Les meufs chez les bourges c'est totalement surcote

Je n'en attendais absolument rien, à tel point que la bande annonce m'avait rebuté dès sa sortie. Il faisait partie de la case "à la limite un dimanche soir de pluie quand je suis trop fatigué pour me concentrer sur du vrai cinéma". En l'occurrence ce dimanche soir 4 mai, après avoir loupé une séance qui m'intéressait.


Et bien au final c'est plutôt une sympathique surprise qui m'a fait passer un bon moment. Pointons de suite les gros défauts pour mieux les évacuer. A force de se vanner toutes les deux minutes, à coup de racisme misogynie homophobie et j'en passe le film devient vraiment lourdaud. On voit bien l'objectif de la satire des banlieues avec ce débit mitraillette, et on rit franchement plusieurs fois. Jusqu'à écœurement, tellement le prétexte devient fallacieux et vire même à la gratuité grossière et dangereuse. L'humour finit par se retourner contre son objectif initial. On ne plaisante plus avec les personnages, on se moque de la représentation erronée qu'on s'en fait à travers la sphère médiatique. Ce n'est plus régressif, cela devient bête et méchant.

### [Données fournies]
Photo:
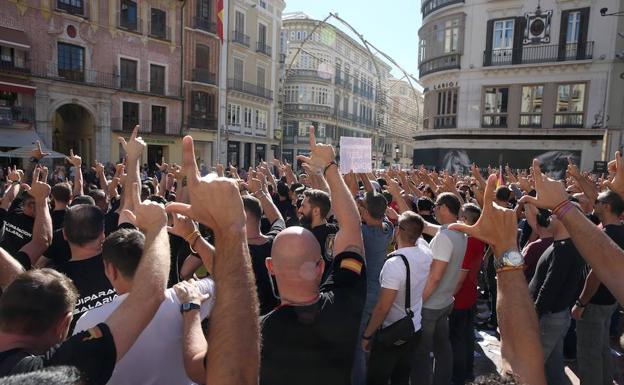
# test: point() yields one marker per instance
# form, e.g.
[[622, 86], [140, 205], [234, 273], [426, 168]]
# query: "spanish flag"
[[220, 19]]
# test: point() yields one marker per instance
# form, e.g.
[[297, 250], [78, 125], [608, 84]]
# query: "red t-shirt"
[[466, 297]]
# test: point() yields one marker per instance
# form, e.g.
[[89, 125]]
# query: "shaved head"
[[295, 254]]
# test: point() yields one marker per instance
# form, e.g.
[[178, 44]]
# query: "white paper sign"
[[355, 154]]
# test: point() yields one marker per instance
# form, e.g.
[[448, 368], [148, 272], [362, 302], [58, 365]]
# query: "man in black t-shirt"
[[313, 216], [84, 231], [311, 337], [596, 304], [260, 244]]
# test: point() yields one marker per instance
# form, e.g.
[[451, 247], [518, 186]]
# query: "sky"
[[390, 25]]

==

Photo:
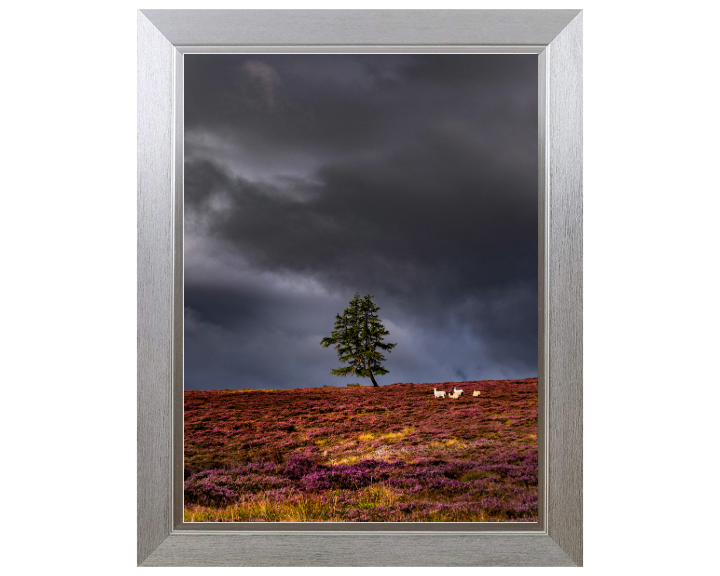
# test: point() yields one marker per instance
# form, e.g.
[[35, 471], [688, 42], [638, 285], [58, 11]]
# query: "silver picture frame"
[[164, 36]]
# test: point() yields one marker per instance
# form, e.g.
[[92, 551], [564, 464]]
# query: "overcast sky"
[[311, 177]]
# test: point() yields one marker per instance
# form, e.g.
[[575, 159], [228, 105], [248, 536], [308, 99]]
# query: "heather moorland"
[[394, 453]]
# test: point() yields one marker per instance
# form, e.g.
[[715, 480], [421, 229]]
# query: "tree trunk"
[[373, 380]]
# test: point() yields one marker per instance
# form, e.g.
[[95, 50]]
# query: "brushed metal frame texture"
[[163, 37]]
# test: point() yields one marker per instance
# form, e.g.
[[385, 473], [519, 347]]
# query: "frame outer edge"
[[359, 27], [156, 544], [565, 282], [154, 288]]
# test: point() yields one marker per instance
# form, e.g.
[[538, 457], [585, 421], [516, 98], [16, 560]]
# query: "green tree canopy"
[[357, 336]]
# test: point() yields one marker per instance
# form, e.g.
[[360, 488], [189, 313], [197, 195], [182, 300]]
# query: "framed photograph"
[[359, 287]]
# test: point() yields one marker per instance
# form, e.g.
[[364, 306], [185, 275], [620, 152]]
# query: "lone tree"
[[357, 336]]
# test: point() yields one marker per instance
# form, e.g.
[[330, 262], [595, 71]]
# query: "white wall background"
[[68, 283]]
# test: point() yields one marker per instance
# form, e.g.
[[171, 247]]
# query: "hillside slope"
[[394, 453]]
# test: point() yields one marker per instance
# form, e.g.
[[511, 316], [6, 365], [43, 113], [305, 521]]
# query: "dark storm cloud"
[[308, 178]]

### [Travail demandé]
a. D'après la critique, quel soir le film a-t-il été regardé ?
b. Recopiez le passage de la critique compris entre « Et bien au final » et « bête et méchant. », ces deux extraits inclus.

### [Réponses par consigne]
a. Le dimanche soir 4 mai.

b.
Et bien au final c'est plutôt une sympathique surprise qui m'a fait passer un bon moment. Pointons de suite les gros défauts pour mieux les évacuer. A force de se vanner toutes les deux minutes, à coup de racisme misogynie homophobie et j'en passe le film devient vraiment lourdaud. On voit bien l'objectif de la satire des banlieues avec ce débit mitraillette, et on rit franchement plusieurs fois. Jusqu'à écœurement, tellement le prétexte devient fallacieux et vire même à la gratuité grossière et dangereuse. L'humour finit par se retourner contre son objectif initial. On ne plaisante plus avec les personnages, on se moque de la représentation erronée qu'on s'en fait à travers la sphère médiatique. Ce n'est plus régressif, cela devient bête et méchant.